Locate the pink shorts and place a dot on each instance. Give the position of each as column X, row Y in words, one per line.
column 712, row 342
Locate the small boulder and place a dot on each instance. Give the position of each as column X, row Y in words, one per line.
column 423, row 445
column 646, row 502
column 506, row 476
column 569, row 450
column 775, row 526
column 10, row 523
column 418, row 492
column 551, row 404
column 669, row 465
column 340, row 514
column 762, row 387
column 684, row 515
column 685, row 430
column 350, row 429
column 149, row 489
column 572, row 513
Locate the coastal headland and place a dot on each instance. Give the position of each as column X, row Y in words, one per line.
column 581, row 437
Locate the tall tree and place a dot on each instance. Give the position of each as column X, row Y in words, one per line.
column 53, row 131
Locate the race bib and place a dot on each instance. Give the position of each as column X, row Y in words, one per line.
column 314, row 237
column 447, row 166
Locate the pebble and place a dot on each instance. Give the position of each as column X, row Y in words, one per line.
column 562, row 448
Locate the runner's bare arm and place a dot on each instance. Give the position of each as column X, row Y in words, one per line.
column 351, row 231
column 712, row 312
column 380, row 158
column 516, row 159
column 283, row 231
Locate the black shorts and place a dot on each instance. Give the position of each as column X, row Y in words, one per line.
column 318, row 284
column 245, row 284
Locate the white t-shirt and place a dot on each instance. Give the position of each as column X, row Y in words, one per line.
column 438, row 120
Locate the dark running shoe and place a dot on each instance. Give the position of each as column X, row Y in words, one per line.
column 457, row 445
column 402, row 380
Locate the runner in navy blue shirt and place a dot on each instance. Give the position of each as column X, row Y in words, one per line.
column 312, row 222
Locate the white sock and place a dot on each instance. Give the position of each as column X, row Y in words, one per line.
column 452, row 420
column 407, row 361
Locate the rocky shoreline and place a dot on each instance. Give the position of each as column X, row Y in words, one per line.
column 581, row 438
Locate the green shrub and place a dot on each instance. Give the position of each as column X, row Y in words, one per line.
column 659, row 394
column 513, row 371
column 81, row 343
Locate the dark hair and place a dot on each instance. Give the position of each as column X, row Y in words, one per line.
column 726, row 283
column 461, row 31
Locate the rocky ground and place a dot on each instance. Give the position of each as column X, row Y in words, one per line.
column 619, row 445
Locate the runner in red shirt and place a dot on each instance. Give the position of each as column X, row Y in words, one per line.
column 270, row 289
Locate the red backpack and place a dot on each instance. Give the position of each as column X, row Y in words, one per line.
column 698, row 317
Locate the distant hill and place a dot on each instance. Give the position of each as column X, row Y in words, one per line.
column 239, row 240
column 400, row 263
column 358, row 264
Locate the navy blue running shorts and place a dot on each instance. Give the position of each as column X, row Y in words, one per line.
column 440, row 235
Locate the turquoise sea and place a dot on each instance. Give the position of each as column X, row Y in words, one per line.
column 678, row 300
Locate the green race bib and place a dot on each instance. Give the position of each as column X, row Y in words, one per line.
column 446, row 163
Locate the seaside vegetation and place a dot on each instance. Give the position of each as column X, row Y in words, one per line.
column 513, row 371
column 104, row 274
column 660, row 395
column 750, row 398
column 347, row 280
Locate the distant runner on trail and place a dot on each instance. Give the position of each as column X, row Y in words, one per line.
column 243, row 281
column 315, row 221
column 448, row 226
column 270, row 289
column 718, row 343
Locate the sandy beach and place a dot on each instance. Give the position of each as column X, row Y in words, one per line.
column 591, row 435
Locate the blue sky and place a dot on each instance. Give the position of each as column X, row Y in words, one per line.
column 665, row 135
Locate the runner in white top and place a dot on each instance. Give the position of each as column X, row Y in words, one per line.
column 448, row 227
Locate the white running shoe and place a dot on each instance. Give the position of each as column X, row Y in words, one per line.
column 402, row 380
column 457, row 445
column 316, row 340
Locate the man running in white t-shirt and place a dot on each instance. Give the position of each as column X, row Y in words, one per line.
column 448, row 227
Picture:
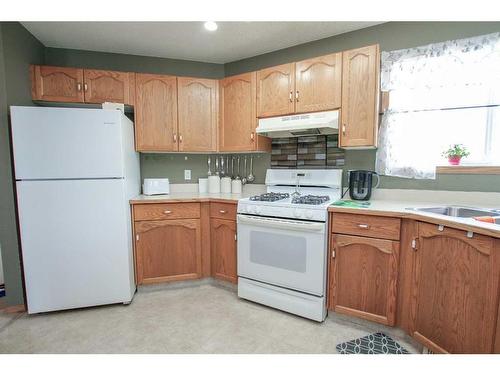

┄┄┄┄┄┄┄┄┄┄

§ **Exercise prompt**:
The lines to retype run from the one containing "Locate the man" through the last line of the records above; write them exactly and skip the pictures.

§ **Answer**:
Locate the man running in white t-shirt and place a dot on each instance. Give the position of each as column X, row Y in words, one per line.
column 448, row 227
Picture:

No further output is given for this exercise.